In October 2010, Asami starred in Shinshaku: Yojōhan fusuma no shitabari (新釈　四畳半襖の下張り), a "new interpretation" (Shinshaku) of the 1973 pink film The World of Geisha based on the novel by Kafū Nagai. The film was directed by former AV actress Kyōko Aizome and also featured Kyoko Hayami who had appeared in the 2003 cult hit The Glamorous Life of Sachiko Hanai. The film was released as a DVD in January 2011. She also starred in two more pink films for Shintōhō Eiga directed by Kyōko Aizome, the June 2011 Abe Sada: Saigo no nanokakan (阿部定 ～最後の七日間～) in the role of Sada Abe, and the December 2012 Captive Market (奴隷市, Dorei ichi) based on a novel by Oniroku Dan.

Asami played the role of Oshichi in the mainstream erotic period drama Princess Sakura: Forbidden Pleasures (桜姫, Sakura Hime). The film, directed by Hajime Hashimoto and released in June 2013, was based on the kabuki play Sakura Hime Azuma Bunsho with a modern twist.

===Other activities===
In 2006, Asami was featured as a Cabaret Club hostess in the PlayStation 2 videogame Yakuza 2. She debuted as a singer with the J-pop CD, Resolution, in January 2008. The CD was packaged with a bonus DVD which includes images, a making-of video and a music video.

Between 2008 and 2013, Asami was a member of the Ebisu Muscats and in 2018 she returned as a PTA member for the newly reformed, second generation Muscats, along with Rio and Sola Aoi.

She has also been active in advertising making promotional videos for the adult website Tospo.jp with the QR Code for their site covering her breasts. She also appears on a T-shirt marketed in a collaboration between Cex Work, a new company started up by photographer Yasumasa Yonehara and the apparel label The Mask. The T-shirt, released in October 2007, featured a semi-nude photo of Asami taken by Yonehara.

==Personal life==
Asami used to work at a club in Roppongi, but later realised that she did not like working as a club hostess. She had her first sexual experience during junior high (chūgakkō), and had had five boyfriends by the time she was 18 years old. After being discharged from hospital due to cancer, she said she "didn't want to face reality and just wanted to disappear", she also became closer to her 75-year old grandmother at this point. Besides suffering from cancer, she also suffered from rheumatism.

◆ **Supplied information**:

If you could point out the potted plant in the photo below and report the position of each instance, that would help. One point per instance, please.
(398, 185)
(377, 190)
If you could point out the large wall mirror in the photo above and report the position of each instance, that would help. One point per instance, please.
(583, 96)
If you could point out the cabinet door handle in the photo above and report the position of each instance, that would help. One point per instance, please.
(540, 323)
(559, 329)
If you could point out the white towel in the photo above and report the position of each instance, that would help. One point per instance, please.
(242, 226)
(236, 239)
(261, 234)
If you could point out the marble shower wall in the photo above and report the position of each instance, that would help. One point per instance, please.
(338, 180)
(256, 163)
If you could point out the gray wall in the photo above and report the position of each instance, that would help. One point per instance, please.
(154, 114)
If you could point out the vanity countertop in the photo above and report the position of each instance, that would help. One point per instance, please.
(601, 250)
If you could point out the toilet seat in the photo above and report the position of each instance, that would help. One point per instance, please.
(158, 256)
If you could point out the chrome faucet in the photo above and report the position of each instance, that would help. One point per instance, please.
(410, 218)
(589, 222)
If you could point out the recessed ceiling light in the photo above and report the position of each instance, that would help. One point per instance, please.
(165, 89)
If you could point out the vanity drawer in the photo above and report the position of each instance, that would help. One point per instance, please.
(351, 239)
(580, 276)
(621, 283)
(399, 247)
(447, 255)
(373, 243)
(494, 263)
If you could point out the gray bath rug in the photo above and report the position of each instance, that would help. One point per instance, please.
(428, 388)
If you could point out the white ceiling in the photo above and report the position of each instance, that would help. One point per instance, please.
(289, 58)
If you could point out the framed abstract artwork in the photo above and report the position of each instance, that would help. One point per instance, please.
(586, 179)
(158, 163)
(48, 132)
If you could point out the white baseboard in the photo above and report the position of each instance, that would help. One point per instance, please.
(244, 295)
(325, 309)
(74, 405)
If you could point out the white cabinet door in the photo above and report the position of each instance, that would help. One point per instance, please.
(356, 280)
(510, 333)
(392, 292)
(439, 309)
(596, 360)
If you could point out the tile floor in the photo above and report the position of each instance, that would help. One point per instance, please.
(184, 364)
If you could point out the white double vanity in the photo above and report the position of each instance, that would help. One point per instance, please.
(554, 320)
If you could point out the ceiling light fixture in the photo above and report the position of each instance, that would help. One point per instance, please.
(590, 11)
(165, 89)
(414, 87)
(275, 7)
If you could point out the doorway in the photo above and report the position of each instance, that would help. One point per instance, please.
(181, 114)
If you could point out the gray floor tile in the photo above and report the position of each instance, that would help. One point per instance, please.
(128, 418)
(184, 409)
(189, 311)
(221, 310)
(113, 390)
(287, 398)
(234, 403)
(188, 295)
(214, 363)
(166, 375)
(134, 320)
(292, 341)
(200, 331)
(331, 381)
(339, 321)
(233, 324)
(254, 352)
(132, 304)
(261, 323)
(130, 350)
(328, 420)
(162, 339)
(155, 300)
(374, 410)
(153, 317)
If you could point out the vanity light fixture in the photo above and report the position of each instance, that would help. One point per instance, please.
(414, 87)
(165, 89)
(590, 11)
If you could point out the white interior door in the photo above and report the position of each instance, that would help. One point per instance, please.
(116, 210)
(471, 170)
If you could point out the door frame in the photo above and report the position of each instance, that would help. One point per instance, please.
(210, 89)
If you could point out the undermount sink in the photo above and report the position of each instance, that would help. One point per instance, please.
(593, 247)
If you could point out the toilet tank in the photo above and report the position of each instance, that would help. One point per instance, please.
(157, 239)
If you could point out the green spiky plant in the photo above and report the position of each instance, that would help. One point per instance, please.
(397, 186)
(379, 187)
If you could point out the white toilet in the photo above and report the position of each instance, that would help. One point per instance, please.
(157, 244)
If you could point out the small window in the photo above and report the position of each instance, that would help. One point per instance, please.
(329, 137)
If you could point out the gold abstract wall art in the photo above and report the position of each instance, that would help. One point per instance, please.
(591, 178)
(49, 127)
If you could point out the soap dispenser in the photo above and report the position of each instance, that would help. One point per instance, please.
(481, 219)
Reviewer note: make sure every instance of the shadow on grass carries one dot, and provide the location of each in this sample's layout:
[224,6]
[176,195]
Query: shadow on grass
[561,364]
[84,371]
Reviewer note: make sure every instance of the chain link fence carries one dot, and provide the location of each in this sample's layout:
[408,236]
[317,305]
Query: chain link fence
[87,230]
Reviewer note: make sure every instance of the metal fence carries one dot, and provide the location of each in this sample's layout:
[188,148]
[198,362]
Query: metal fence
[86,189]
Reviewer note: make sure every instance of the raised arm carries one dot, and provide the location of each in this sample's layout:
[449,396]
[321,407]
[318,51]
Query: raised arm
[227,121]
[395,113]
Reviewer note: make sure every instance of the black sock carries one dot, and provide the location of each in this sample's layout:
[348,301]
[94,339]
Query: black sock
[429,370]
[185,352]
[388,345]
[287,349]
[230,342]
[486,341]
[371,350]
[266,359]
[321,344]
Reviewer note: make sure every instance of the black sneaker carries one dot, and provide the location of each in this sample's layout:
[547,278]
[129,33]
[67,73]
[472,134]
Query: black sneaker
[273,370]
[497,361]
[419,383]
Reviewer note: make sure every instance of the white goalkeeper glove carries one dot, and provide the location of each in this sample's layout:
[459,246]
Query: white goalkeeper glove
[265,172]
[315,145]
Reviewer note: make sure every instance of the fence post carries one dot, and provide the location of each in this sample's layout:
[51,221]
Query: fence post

◆ **Questions**:
1. Duplicate the passage on Asami word for word, starting at "Between 2008 and" and ending at "and Sola Aoi.".
2. Answer these from the passage on Asami:
(a) Who directed Princess Sakura: Forbidden Pleasures?
(b) What was the title of the J-pop CD Asami debuted with as a singer?
(c) Besides cancer, what other illness did Asami suffer from?
3. Extend the passage on Asami beyond its final sentence.
The records aren't needed here.

◆ **Results of the tasks**:
1.
Between 2008 and 2013, Asami was a member of the Ebisu Muscats and in 2018 she returned as a PTA member for the newly reformed, second generation Muscats, along with Rio and Sola Aoi.

2.
(a) Hajime Hashimoto
(b) Resolution
(c) Rheumatism

3.
===Cancer, retirement from the industry, and post AV activities===
Asami announced on June 6, 2013, that she had had surgery in February 2013 to remove an ovarian tumor and was currently undergoing treatment and chemotherapy. The tumor was discovered when Asami had an MRI scan because of stomach problems. After removing her uterus and ovaries, the doctors described the cancer as borderline malignant and classified the tumor as Stage 3 (out of 4) as to development. An update from August 2013 reported that she had undergone six chemotherapy treatments and was "on the road to recovery."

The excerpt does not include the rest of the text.